> _SELECTED TEXT_
Managing Director's Opening Remarks at the United States 2022 Article IV Press Conference

June 24, 2022

Welcome to the press conference to discuss the findings of the 2022 U.S. Article IV.

As you will have seen, we released a concluding statement of the mission. We also just concluded a very useful set of discussions with Chair Powell and Secretary Yellen.

Let me give you a brief summary of the main messages from the consultation.

Despite the very difficult circumstances and the tragic loss of life, the U.S. economy has staged a strong recovery from the COVID-19 shock. The positive effects of unprecedented fiscal and monetary support during this crisis are clear. The unemployment rate has now returned to end-2019 levels. Output is close to its pre-pandemic trend. Poverty has fallen. And 8½ million jobs have been created since end-2020. These positive outcomes have also supported the rebound in the global economy.

However, this rapid rebound has had unwelcome side effects. Most notably, there has been a significant acceleration in wage and price inflation. These pressures are now broad based and go well beyond increases in energy and food prices.

Tackling inflation is a top priority of the administration and my discussions with Secretary Yellen and Chair Powell left no doubt as to their commitment to bring inflation back down. There was broad agreement that price stability was a critical ingredient to boosting household incomes and ensuring strong and sustained growth.   

Of course, the responsibility to restore low and stable inflation rests with the Federal Reserve. They have a strong track record to draw on in their efforts. Since the last Article IV consultation, as inflation proved more persistent, the Federal Reserve rightly reacted by signaling its intent to pursue a much tighter policy stance. It reiterated, and deepened, this guidance at last week’s FOMC meeting. We believe the path for the policy rate that the Fed has signaled, to quickly get the federal funds rate to 3½ to 4 percent, is the correct policy to bring down inflation. We believe this policy path should create an up-front tightening of financial conditions which will quickly bring inflation back to target. We also support the Fed’s decision to reduce its balance sheet.

In sum, we are confident the Fed will be effective in bringing inflation down, will remain data dependent and, as conditions change, will telegraph clearly where policy is likely to go. This is important not just for the U.S. but also for the global economy.

Based on the policy path outlined at the June FOMC meeting, and an expected reduction in the fiscal deficit, we expect the U.S. economy will slow. We are conscious that there is a narrowing path to avoiding a recession in the U.S. We also have to recognize the uncertainty of the current situation. The economy continues to recover from the pandemic and important shocks are buffeting the economy from the Russian invasion of Ukraine and from lockdowns in China. Further negative shocks would inevitably make the situation more difficult.

> _DATASET_
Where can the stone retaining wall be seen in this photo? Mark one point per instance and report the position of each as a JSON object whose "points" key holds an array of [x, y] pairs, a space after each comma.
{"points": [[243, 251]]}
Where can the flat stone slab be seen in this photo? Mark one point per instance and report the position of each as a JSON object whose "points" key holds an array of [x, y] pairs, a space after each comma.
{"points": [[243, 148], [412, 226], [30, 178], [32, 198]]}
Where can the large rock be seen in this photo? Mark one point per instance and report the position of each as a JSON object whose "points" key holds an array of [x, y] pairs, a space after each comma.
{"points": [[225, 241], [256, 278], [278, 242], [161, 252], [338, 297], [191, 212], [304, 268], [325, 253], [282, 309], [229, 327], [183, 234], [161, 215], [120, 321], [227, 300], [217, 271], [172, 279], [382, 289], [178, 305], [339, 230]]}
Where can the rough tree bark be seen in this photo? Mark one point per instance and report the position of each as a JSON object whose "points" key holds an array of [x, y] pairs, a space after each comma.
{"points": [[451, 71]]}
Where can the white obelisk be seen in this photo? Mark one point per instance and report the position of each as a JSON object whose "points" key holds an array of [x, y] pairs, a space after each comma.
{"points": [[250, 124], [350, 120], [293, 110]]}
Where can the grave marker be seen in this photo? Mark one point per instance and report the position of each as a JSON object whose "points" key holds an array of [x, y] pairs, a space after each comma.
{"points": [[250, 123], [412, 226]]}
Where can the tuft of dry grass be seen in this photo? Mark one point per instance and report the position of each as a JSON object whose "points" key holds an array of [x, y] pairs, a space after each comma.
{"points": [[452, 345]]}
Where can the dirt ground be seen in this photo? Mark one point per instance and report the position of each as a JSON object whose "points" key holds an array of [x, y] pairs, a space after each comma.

> _WORK TASK_
According to the press conference remarks, how many jobs have been created since end-2020? The material was drawn from a different source than the remarks.

> _SOLVED PROBLEM_
8½ million jobs.